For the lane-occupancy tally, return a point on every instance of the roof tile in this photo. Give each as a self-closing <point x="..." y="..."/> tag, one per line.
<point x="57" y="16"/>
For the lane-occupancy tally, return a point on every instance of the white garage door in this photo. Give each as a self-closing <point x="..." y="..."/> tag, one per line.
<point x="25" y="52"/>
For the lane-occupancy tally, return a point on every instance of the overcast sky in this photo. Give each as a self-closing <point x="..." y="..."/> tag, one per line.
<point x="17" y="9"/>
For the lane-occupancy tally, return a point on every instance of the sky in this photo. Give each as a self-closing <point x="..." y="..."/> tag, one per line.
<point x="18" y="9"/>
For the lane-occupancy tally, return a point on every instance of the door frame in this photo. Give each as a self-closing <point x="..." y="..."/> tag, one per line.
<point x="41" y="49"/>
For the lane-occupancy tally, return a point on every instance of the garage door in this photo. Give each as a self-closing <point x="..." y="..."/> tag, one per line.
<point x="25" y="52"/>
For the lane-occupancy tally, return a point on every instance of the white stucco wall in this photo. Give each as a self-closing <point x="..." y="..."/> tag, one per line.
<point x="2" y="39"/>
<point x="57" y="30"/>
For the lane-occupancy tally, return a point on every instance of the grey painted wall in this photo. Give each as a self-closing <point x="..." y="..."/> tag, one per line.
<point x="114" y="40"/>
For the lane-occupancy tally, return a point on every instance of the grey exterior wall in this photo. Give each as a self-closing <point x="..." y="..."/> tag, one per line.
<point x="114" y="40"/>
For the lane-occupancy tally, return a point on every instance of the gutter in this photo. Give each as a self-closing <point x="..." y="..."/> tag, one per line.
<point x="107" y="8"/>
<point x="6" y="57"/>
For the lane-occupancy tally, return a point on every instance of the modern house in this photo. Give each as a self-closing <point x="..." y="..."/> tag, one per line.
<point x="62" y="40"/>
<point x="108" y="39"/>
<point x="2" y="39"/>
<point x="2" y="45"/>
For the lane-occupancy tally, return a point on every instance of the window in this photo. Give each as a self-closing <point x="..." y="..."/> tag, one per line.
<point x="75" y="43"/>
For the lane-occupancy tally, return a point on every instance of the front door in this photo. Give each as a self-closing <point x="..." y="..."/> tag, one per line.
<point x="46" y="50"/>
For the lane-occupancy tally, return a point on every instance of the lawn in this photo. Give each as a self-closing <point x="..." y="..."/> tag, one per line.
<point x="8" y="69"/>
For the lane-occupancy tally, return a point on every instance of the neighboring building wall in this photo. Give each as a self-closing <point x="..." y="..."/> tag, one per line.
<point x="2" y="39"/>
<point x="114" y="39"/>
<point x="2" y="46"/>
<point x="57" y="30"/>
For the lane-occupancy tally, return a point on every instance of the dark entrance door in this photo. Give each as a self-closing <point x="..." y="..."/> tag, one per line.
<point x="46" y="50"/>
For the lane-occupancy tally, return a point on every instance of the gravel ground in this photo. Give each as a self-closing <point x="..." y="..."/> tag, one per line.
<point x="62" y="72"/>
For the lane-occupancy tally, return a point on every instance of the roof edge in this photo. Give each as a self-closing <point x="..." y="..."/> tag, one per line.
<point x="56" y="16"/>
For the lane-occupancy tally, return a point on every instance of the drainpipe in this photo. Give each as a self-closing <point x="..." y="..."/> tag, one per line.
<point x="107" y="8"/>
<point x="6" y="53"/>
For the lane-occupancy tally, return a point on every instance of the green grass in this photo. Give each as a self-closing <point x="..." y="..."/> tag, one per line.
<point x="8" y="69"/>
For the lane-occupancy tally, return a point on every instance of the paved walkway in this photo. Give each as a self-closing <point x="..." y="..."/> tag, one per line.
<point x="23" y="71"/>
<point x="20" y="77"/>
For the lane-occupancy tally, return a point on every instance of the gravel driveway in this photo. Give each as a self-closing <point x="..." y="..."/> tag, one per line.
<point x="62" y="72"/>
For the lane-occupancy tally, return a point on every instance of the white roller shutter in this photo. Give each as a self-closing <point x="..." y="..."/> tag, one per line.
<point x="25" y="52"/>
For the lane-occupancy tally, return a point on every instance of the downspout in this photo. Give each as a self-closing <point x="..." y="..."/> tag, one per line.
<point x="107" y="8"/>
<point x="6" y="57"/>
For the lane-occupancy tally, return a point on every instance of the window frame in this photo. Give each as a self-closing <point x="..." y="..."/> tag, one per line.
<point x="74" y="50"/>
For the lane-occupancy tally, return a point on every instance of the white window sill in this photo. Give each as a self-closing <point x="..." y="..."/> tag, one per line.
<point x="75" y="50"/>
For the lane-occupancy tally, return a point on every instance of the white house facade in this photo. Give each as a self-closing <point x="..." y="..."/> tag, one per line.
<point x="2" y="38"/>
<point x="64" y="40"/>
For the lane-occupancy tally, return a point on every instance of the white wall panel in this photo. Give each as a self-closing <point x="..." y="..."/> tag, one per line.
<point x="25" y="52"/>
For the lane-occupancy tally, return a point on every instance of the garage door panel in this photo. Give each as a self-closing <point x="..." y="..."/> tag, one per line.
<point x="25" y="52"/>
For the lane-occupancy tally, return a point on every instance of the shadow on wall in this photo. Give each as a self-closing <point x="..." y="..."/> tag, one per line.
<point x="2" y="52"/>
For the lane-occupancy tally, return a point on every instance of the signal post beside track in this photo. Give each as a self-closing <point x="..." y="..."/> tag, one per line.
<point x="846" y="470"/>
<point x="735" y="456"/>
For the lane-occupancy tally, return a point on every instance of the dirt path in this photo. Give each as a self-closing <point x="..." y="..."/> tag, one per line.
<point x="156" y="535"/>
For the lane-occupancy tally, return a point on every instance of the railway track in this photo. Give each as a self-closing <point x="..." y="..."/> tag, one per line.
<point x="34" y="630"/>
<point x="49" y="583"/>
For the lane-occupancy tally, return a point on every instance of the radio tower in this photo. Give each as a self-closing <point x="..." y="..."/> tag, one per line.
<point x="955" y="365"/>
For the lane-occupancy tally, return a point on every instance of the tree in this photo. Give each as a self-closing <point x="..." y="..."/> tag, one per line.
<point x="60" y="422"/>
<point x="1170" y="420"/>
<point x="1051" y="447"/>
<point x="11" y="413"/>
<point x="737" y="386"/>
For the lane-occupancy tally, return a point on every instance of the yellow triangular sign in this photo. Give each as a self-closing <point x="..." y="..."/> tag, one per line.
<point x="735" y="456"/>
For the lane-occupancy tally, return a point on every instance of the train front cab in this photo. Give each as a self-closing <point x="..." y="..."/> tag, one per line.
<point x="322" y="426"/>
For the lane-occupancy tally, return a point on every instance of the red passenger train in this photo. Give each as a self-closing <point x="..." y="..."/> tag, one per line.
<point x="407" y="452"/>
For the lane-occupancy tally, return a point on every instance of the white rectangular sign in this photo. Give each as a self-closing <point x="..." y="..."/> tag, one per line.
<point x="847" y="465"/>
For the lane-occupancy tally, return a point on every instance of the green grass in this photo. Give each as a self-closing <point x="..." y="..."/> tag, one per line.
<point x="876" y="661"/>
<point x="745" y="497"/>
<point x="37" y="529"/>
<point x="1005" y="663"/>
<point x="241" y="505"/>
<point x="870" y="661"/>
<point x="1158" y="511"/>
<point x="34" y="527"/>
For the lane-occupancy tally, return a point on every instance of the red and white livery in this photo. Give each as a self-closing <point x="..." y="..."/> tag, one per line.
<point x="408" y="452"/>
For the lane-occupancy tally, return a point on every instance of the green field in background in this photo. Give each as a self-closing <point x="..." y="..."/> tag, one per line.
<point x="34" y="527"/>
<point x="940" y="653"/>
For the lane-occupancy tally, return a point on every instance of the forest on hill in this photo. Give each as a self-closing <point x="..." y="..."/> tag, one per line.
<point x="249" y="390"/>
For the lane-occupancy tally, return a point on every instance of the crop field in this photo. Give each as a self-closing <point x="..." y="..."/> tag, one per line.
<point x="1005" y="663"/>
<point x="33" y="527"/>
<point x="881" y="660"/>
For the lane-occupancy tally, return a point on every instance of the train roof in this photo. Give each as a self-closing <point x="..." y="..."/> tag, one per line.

TASK DIRECTIONS> Quote exactly the line containing "of the forest" and every later line through the end of the listing, and no other lines.

RESPONSE>
For the lane-occupancy tally, return a point on every instance of the forest on hill in this photo. Give each as a self-closing <point x="..." y="..."/> tag, one per line.
<point x="249" y="390"/>
For the lane-occupancy tally, return a point on every instance of the crop field in this photo. Give each as a self-closing <point x="..." y="..."/> tag, one per line.
<point x="1005" y="663"/>
<point x="33" y="527"/>
<point x="881" y="660"/>
For the lane-occupancy tally, return a point on every instance of the train roof in this photo. Give each as a self-closing <point x="..." y="..."/> tag, one per line.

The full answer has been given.